__Extract provided__.

* START *

I don't see anything in the RFC about the behavior of routers in this
context; in point of fact, I don't see anything about routers coming
up and finding each other. I would interpret that as "routers are
expected to be configured, manually or dynamically, as opposed to
determining prefixes and addresses dynamically".
It seems to me that it is very rational to consider a router as
getting an address on an interface in three possible ways:
- manual configuration
- DHCP [RFC 3315]
- via a Router Advertisement from another router
manual configuration takes precedence over dynamic configuration, and
dynamic configuration over an RA. But if a router has neither of the
first two, then I would agree that on that interface it is operating
as a host until something changes that.
By that logic, it should send an RS, and with the resulting RA it
should configure itself with both a prefix for the interface and an
address within the LAN. Absent the prefix for the interface, it would
have to forward datagrams to the other router in order to know they
belonged on the local LAN. Having "inherited" that configuration, if
you will, there is something it should *not* do: it should not issue
an RA with that prefix while it is in contact with said other router,
as doing so is redundant. It should only send RAs if it loses contact
with the original router advertising the prefix.

* END *

__Required task 1__.
In the message about how routers get interface addresses, translate this sentence into Spanish: "It should only send RAs if it loses contact with the original router advertising the prefix."
__Required task 2__.
Quote the router addressing message from "By that logic, it" up to and including "advertising the prefix.".
__Required task 3__.
Write a continuation of the message on how routers get interface addresses, starting after its final sentence.

__Information supplied__.
* START *

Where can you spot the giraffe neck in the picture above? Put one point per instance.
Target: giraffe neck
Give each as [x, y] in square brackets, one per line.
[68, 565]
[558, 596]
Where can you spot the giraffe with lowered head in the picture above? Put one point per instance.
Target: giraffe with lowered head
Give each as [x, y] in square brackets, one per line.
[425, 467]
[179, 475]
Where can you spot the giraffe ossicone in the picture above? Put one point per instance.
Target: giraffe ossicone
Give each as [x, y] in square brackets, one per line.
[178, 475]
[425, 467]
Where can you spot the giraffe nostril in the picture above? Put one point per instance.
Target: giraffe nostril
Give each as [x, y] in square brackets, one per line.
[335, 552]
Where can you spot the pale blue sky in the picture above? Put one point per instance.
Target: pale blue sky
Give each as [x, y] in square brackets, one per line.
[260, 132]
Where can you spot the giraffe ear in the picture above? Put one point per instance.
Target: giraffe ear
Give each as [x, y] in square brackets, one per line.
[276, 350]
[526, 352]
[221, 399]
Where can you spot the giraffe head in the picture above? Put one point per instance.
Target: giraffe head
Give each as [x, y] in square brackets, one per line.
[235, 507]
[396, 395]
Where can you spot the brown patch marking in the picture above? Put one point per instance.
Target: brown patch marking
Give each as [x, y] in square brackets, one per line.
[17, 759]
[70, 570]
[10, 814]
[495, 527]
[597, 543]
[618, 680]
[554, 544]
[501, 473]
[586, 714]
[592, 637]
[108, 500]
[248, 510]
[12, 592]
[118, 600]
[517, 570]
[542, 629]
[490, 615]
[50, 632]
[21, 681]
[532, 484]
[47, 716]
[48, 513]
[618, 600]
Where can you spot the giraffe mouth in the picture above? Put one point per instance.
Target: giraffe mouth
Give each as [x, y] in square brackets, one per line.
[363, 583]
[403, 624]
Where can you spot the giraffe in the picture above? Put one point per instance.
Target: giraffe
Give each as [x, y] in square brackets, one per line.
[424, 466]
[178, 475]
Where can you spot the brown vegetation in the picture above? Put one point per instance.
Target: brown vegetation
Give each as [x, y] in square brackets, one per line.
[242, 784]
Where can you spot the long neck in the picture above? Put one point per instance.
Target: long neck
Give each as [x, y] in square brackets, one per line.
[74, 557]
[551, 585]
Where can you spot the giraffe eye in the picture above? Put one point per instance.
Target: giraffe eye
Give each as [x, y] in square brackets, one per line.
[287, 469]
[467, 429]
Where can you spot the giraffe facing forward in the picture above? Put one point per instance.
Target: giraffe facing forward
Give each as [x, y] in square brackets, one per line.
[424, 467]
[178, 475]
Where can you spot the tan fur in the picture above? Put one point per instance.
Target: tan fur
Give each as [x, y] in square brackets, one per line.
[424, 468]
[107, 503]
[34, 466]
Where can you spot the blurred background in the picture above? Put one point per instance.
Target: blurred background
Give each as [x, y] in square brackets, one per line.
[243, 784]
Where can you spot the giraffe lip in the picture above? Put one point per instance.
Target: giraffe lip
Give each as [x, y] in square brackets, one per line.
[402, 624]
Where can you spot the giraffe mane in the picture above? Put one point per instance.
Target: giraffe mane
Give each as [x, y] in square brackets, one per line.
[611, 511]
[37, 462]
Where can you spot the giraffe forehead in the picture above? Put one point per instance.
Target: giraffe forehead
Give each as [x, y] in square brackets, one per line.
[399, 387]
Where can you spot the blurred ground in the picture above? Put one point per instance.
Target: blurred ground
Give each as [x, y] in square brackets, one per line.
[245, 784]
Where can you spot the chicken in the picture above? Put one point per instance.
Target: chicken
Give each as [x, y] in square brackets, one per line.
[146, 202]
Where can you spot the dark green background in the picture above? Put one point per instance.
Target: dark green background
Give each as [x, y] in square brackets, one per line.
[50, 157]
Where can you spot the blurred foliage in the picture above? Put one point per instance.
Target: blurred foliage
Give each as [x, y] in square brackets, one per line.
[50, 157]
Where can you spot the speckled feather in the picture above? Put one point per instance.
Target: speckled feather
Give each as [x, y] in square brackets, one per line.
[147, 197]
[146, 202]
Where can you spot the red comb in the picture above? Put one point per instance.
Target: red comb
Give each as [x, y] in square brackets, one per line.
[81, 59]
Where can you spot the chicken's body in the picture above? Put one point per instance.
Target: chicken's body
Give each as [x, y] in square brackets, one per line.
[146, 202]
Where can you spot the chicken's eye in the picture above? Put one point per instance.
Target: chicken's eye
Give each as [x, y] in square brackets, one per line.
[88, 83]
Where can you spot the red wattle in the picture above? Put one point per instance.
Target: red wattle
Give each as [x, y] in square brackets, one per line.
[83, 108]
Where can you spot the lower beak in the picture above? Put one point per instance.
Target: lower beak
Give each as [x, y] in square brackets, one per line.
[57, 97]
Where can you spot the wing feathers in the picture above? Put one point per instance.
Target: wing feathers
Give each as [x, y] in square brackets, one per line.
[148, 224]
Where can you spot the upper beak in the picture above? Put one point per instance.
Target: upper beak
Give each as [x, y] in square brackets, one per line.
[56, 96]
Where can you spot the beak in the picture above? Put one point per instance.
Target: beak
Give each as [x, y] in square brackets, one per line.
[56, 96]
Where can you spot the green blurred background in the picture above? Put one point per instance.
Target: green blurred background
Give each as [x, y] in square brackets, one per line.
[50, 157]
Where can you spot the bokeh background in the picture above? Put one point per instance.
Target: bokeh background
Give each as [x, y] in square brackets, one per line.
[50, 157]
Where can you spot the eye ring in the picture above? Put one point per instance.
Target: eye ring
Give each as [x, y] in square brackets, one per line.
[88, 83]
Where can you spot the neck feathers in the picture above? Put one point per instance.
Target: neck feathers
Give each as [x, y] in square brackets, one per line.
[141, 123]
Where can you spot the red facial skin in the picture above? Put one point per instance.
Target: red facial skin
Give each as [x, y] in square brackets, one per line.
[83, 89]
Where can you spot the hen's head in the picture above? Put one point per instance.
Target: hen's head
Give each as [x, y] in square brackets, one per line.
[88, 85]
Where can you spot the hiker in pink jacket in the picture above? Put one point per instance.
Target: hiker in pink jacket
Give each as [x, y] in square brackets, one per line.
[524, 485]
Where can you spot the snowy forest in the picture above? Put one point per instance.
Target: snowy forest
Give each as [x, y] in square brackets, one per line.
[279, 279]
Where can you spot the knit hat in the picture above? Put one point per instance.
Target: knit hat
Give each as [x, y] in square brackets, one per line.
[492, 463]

* END *

__Output 1__.
Solo debería enviar RA si pierde el contacto con el router original que anuncia el prefijo.

__Output 2__.
By that logic, it should send an RS, and with the resulting RA it
should configure itself with both a prefix for the interface and an
address within the LAN. Absent the prefix for the interface, it would
have to forward datagrams to the other router in order to know they
belonged on the local LAN. Having "inherited" that configuration, if
you will, there is something it should *not* do: it should not issue
an RA with that prefix while it is in contact with said other router,
as doing so is redundant. It should only send RAs if it loses contact
with the original router advertising the prefix.

__Output 3__.
Note that this is suddenly not specific to ULAs; it is also true of
global addresses. If I have more than one router on a LAN and one is
responding to RS's with RAs, the others should not do so on that
interface, but should inherit their prefix from the router that is
responding.
On Jan 12, 2010, at 9:50 AM, Ole Troan wrote:
hi,
a question arose from work I'm doing with the BBF and their CPE
requirements document (TR-124/WT-192). an issue has been raised with
regards to a requirement about CPE routers automatically offering
ULA addresses on the LAN. in the case of multiple CPE routers on a
link, the suggestion is the following two requirements:
LAN.ADDRESSv6. 3 The device MUST send a Router Solicitation to the
LAN, to determine if there
are other routers
present. MUST
LAN.ADDRESSv6. 4 If the device determines other routers are present
in the LAN, and that another
router is advertising
a ULA prefix, the device MUST be configurable to
automatically use
this information to decide not to advertise its own
ULA prefix. MUST
any opinion on these requirements and how they compare with expected
behavour as specified in RFC4861?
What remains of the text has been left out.